Extracted data entries -
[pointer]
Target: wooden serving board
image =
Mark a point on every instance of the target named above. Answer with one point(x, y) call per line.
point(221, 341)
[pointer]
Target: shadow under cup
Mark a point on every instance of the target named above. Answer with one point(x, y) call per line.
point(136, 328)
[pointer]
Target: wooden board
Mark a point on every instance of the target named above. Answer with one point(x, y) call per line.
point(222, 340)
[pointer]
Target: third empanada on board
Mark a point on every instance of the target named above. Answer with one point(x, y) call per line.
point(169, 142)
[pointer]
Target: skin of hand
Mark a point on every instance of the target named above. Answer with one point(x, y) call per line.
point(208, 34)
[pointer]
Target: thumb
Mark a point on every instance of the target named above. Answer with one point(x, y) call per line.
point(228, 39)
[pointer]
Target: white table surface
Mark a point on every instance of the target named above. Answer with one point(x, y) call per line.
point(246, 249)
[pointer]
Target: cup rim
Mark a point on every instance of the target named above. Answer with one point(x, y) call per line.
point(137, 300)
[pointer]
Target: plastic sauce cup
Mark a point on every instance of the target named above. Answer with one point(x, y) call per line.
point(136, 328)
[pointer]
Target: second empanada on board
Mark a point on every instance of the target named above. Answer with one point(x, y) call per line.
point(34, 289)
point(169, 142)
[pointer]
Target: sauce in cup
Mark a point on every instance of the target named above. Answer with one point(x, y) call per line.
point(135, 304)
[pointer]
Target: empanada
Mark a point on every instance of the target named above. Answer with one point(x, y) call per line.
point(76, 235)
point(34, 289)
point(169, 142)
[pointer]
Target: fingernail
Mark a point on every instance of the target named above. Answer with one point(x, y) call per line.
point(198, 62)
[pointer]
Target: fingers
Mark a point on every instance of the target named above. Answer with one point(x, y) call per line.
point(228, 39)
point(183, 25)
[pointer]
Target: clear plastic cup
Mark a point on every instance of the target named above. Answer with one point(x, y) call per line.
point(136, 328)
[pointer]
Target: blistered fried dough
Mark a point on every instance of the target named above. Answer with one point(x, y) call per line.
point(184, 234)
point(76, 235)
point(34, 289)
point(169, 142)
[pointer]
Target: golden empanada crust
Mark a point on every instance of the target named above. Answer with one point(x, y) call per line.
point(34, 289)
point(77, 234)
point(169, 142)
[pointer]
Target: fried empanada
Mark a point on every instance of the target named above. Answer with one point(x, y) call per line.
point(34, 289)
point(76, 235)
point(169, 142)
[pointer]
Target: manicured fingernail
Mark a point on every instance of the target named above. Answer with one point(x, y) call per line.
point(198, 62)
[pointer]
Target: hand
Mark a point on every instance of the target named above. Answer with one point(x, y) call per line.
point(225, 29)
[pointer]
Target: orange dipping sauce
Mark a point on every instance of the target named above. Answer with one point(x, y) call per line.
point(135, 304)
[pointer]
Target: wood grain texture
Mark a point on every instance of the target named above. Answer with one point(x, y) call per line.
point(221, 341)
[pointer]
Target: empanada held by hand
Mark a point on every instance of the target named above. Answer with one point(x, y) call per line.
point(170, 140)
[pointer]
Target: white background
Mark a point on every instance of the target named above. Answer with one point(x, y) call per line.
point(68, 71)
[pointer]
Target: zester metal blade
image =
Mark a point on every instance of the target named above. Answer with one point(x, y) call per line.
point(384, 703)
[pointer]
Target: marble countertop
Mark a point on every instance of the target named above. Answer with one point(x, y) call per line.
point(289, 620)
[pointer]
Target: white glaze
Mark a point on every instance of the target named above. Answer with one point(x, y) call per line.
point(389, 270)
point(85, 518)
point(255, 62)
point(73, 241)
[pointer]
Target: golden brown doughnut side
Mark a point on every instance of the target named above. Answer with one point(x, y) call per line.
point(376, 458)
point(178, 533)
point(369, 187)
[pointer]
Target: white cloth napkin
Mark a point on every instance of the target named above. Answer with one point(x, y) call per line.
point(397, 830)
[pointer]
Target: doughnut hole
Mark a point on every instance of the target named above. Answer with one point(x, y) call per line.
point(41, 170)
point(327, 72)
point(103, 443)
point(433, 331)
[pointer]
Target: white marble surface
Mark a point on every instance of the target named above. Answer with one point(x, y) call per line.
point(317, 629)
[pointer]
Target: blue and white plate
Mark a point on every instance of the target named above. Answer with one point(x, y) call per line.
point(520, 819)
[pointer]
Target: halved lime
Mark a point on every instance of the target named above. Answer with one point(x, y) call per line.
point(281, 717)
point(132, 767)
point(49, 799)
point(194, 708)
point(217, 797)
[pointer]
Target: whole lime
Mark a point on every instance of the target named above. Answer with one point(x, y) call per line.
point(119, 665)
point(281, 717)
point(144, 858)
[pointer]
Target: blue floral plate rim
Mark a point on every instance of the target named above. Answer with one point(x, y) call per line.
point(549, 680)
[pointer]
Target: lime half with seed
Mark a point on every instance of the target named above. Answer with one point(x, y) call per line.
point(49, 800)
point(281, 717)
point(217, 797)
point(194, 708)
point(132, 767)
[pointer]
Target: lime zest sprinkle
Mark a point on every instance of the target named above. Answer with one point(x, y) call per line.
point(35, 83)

Required action - Every record above must be printed again exactly.

Task solution -
[pointer]
Target: wooden serving board
image =
Mark a point on every instance of the target named above. Answer with one point(x, y) call per line.
point(221, 341)
[pointer]
Target: shadow under cup
Mark a point on every instance of the target named above. Answer with one point(x, y) call per line.
point(136, 328)
[pointer]
Target: wooden board
Mark a point on every instance of the target named above. Answer with one point(x, y) call per line.
point(222, 340)
[pointer]
Target: third empanada on board
Mark a point on every instance of the target named above. Answer with one point(x, y) call per line.
point(169, 142)
[pointer]
Target: skin of hand
Mark a point on every instance of the target named above. Answer with one point(x, y) call per line.
point(208, 34)
[pointer]
Target: thumb
Mark a point on every instance of the target named above. Answer with one point(x, y) call per line.
point(228, 39)
[pointer]
Target: white table surface
Mark a point on every instance of the target named above. Answer with one point(x, y) call per line.
point(246, 249)
[pointer]
Target: cup rim
Mark a point on every instance of the target named above. Answer with one point(x, y) call per line.
point(137, 300)
[pointer]
Target: plastic sauce cup
Mark a point on every instance of the target named above. Answer with one point(x, y) call per line.
point(136, 328)
[pointer]
Target: second empanada on board
Mark a point on every instance of the target named above. Answer with one point(x, y) call per line.
point(34, 289)
point(169, 142)
[pointer]
Target: sauce in cup
Mark a point on every instance of the target named above. Answer with one point(x, y) call per line.
point(135, 304)
[pointer]
Target: empanada
Mark a point on every instance of the target named above. Answer with one point(x, y) call per line.
point(76, 235)
point(34, 289)
point(169, 142)
[pointer]
Target: fingernail
Mark a point on every instance of the target named above. Answer with one point(x, y) call per line.
point(198, 62)
[pointer]
Target: fingers
Mark a point on every instance of the target named above. Answer with one point(x, y) call per line.
point(228, 39)
point(183, 25)
[pointer]
Target: clear plastic cup
Mark a point on every instance of the target named above. Answer with one point(x, y) call per line.
point(136, 328)
[pointer]
Target: blistered fried dough
Mark a point on every instance of the target named above. Answer with one point(x, y) call per line.
point(184, 234)
point(76, 235)
point(34, 289)
point(169, 142)
[pointer]
Target: golden empanada crust
Mark a point on every instance of the target named above. Answer with one point(x, y) call per line.
point(34, 289)
point(77, 234)
point(169, 142)
[pointer]
Target: fried empanada
Mark a point on every instance of the target named above. Answer with one point(x, y) call per line.
point(34, 289)
point(76, 235)
point(169, 142)
[pointer]
Target: manicured fingernail
Mark a point on every instance of the target named above. Answer with one point(x, y) call per line.
point(198, 62)
[pointer]
Target: hand
Mark a point on every instance of the target named above. Answer with one point(x, y) call per line.
point(225, 29)
[pointer]
Target: orange dipping sauce
Mark a point on every instance of the target named above. Answer with one point(x, y) call per line.
point(135, 304)
[pointer]
Target: wood grain texture
Mark a point on every instance of the target named above. Answer with one point(x, y) call per line.
point(221, 341)
[pointer]
Target: empanada held by hand
Mark a point on every instance of the target named above. Answer with one point(x, y) call per line.
point(170, 140)
[pointer]
Target: white background
Mark a point on every instance of the target named above. Answer with one point(x, y) call per line.
point(68, 71)
[pointer]
Target: zester metal blade
image =
Mark a point on every instance of the target named above. Answer with one point(x, y) call per line.
point(384, 703)
[pointer]
Target: marble countertop
Mark a point on every instance of the target named above. Answer with one point(x, y) call per line.
point(289, 620)
[pointer]
Target: white glaze
Mark a point on every instance of the target named above. Answer with one point(x, y) call per line.
point(389, 270)
point(85, 518)
point(255, 62)
point(73, 241)
[pointer]
Target: golden brown doughnut side
Mark a point on every instance of the target named above. Answer with one point(x, y) call per line.
point(376, 458)
point(178, 533)
point(369, 187)
[pointer]
Target: white cloth napkin
Mark a point on every instance of the target named above. Answer with one point(x, y) call per line.
point(397, 830)
[pointer]
Target: doughnut hole
Mark a point on every instance of the target named above. Answer with one point(x, y) call per line.
point(41, 170)
point(327, 72)
point(103, 443)
point(433, 331)
[pointer]
Target: white marble surface
Mark a point on every instance of the target named above. Answer with one point(x, y) call per line.
point(317, 629)
[pointer]
Target: blue and white plate
Mark a point on every instance of the target named above. Answer with one point(x, y) call per line.
point(520, 819)
[pointer]
Target: halved lime
Mark a point on every instance of the target named above. Answer with one point(x, y) call per line.
point(281, 717)
point(132, 767)
point(49, 799)
point(194, 708)
point(217, 797)
[pointer]
Target: whole lime
Mark a point on every instance of the target named above. Answer with one point(x, y) call per line.
point(119, 665)
point(281, 717)
point(144, 858)
[pointer]
Target: blue floral plate rim
Mark a point on every instance of the target named above. Answer with one point(x, y) call per line.
point(549, 680)
[pointer]
Target: lime half with seed
Mark a point on every instance of the target named above. Answer with one point(x, y) call per line.
point(49, 800)
point(281, 717)
point(217, 797)
point(194, 708)
point(132, 767)
[pointer]
Target: lime zest sprinkle
Mark a point on every instance of the target named above. Answer with one point(x, y) call per line.
point(35, 83)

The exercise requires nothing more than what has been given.